Fragmento citado:
Seguimos con el trajín de los comienzos. El domingo pasado lo vimos en la Sinagoga donde causó sorpresa y admiración entre la gente que comenzaba a percibir la novedad.

Hoy contemplamos el día a día de Jesús; lo vemos, en una jornada completa, ajetreado, curando, haciendo el bien, al atardecer se escabulle, necesita la soledad y el descanso en el regazo de su Padre.

Todavía son un pequeño grupo formado por las dos parejas de hermanos, aquellos que escucharon a Juan y siguieron a Jesús. 

Jesús es el líder, pero no tiene dónde reclinar la cabeza.

Conociendo a Pedro podemos imaginar lo ufano y generoso con que ofreció su casa. Su suegra, acogedora y servicial, es una excelente cocinera. Seguro que les ofrecerá un buen plato de esas sabrosas y calentitas lentejas que sabía guisar como nadie.

Relamiéndose de gusto marcha por delante abriendo paso, pero al llegar, el mundo se le viene abajo, su madre política postrada en   cama tiene fiebre. Es la postración, el abatimiento y la sensación de sin sentido cuando nos falta un proyecto vital, cuando no hay nada que estimule o justifique nuestro quehacer, cuando percibimos   que nadie nos necesita. Pero allí está Jesús que, como quien no hace nada, la coge de la mano y la buena mujer sale de su atrancamiento, se espabila, da un brinco, ¡¡está sana!! ¡ha recuperado la alegría de vivir! ¡El Maestro la necesita! Sin dilación se pone a servirles.

Con Jesús todos han de vivir. Acercarse a Jesús o dejar que Jesús se nos acerque es revitalizarse. Jesús nos quiere vivos, vivos para servir. En su Reino nadie es inútil. Todos hacemos falta y todos y cada uno tenemos el rol más importante, tanto que mi papel nadie lo puede suplir. Lo que yo no haga nadie lo hará, se quedará por hacer. Esa es mi responsabilidad.

Datos:

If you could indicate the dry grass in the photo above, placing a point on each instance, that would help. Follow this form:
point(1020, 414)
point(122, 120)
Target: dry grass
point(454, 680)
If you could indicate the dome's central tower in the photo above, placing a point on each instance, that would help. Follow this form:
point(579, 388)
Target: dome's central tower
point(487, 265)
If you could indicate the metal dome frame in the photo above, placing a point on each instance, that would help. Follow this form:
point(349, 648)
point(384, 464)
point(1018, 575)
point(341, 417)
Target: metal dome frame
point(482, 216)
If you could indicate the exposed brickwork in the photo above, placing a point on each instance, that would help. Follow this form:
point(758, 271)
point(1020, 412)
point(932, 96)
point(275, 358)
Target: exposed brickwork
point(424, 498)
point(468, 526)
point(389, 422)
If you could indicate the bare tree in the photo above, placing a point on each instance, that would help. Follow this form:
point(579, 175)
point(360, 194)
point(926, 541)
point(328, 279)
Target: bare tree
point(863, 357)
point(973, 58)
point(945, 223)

Consigna 1:
Transcribe del fragmento sobre la suegra de Pedro la parte que comienza con las palabras que contienen "Con Jesús todos" y termina con "es mi responsabilidad.".
Consigna 2:
Escribe lo que sigue al fragmento sobre la suegra de Pedro, a partir de su última oración.
Los registros proceden de otra fuente.

Respuesta 1:
Con Jesús todos han de vivir. Acercarse a Jesús o dejar que Jesús se nos acerque es revitalizarse. Jesús nos quiere vivos, vivos para servir. En su Reino nadie es inútil. Todos hacemos falta y todos y cada uno tenemos el rol más importante, tanto que mi papel nadie lo puede suplir. Lo que yo no haga nadie lo hará, se quedará por hacer. Esa es mi responsabilidad.

Respuesta 2:
El descanso, al menos el de Jesús, es breve. Él necesita algo más, un refrigerio mejor. Necesita contar sus avatares al Padre y necesita recibir la bendición y la fuerza para enfrentarse a los reclamos del nuevo día.

Sigilosamente, de madrugada, sale a descampado. Bajo el manto de estrella desahoga los sentimientos de su corazón: “¿Me buscan? ¡Buscan su conveniencia! No les importo, no importa mi doctrina.

Buscan ser curados. Remediar su hambre y su sed, pero no vienen a beber del Agua Viva ni a comer Pan del Cielo. No me buscan a mí, buscan mi poder milagrero. Deambulan como ovejas sin pastor.

¡Cómo quisiera reunirlos, cobijarlos como la gallina a sus polluelos!

Ha venido a traer fuego a la tierra y ¡cómo deseo que el mundo arda!”

La brusquedad y el vozarrón de Pedro interrumpe el humano y celestial coloquio:

 “¿Qué haces ahí? ¡Todo el mundo te busca!” Pero Jesús no se deja engañar.

“¿Me buscan? ¡Buscan mi favor, no que crezca mi Reino! ¿va a quedar mi proyecto en esto?” “Vámonos a otras aldeas que también he venido para ellas.”

Parece molesto y defraudado, nos suena aquello de “se arrepintió de haber hecho al hombre (Génesis 6:6-7). Pero lo cierto es que lo hemos visto acogiendo a los que llegan, curando a los enfermos, aliviando a los cansados y agobiados, cambiando por su yugo suave y carga ligera los pesados fardos a las espaldas de la pobre gente.

 

¿Qué pasaba por el Corazón de Jesús?

¿Qué sentía cuando veía tanta necesidad?

¿Qué pienso yo?

¿Qué busco en Jesús?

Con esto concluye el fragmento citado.